> _EXCERPTED PASSAGE_:
+++

No beginning – like the Son of God.
Eternality is not a communicable attribute. God cannot create a being and make it have an eternal existence. A Son of God with no beginning co-existed with God from all eternity and is therefore also God.
For those who say that “Son of God” is a title implying inferiority and therefore something less than God: God calls the prophet Ezekiel “son of man” at least 93 times. Is God somehow implying that Ezekiel is less than human? Of course not! The son of a man is a man. The Son of God is God.
God the Son has no beginning: “…the Son is eternally begotten of the Father” (Westminster Confession of Faith, II.iii). This is a challenging confession, yet it embraces the scriptural truths.
From the two preeminent apostles of the infant Church:
For the grace of God has appeared, bringing salvation to all men, instructing us to deny ungodliness and worldly desires and to live sensibly, righteously and godly in the present age, looking for the blessed hope and the appearing of the glory of our great God and Savior, Christ Jesus, Who gave Himself for us to redeem us from every lawless deed, and to purify for Himself a people for His own possession, zealous for good deeds (Titus 2:11-14).

+++

> _ENTRIES_:
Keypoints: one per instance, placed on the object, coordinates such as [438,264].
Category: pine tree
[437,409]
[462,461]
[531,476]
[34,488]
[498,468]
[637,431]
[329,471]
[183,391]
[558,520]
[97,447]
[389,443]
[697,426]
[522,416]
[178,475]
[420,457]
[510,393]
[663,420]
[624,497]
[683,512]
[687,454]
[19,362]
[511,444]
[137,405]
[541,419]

+++

> _WRITTEN REQUEST 1_: In the passage on the Son of God, how many times at least does God call Ezekiel "son of man"?
> _WRITTEN REQUEST 2_: Put this sentence from the passage on the Son of God into Spanish: "Eternality is not a communicable attribute."
> _WRITTEN REQUEST 3_: Extend the passage on the Son of God beyond its final sentence.

> _EXPECTED OUTPUT 1_: At least 93 times.

> _EXPECTED OUTPUT 2_: La eternidad no es un atributo comunicable.

> _EXPECTED OUTPUT 3_:
Simon Peter, a bond-servant and apostle of Jesus Christ, to those who have received a faith of the same kind as ours, by the righteousness of our God and Savior, Jesus Christ: Grace and peace be multiplied to you in the knowledge of God and of Jesus our Lord; seeing that His divine power has granted to us everything pertaining to life and godliness, through the true knowledge of Him who called us by His own glory and excellence (2 Peter 1:1-3).
God is God, and cannot be created. He is eternal.
I never thought I’d say this, but I’m thankful for Melchizedek.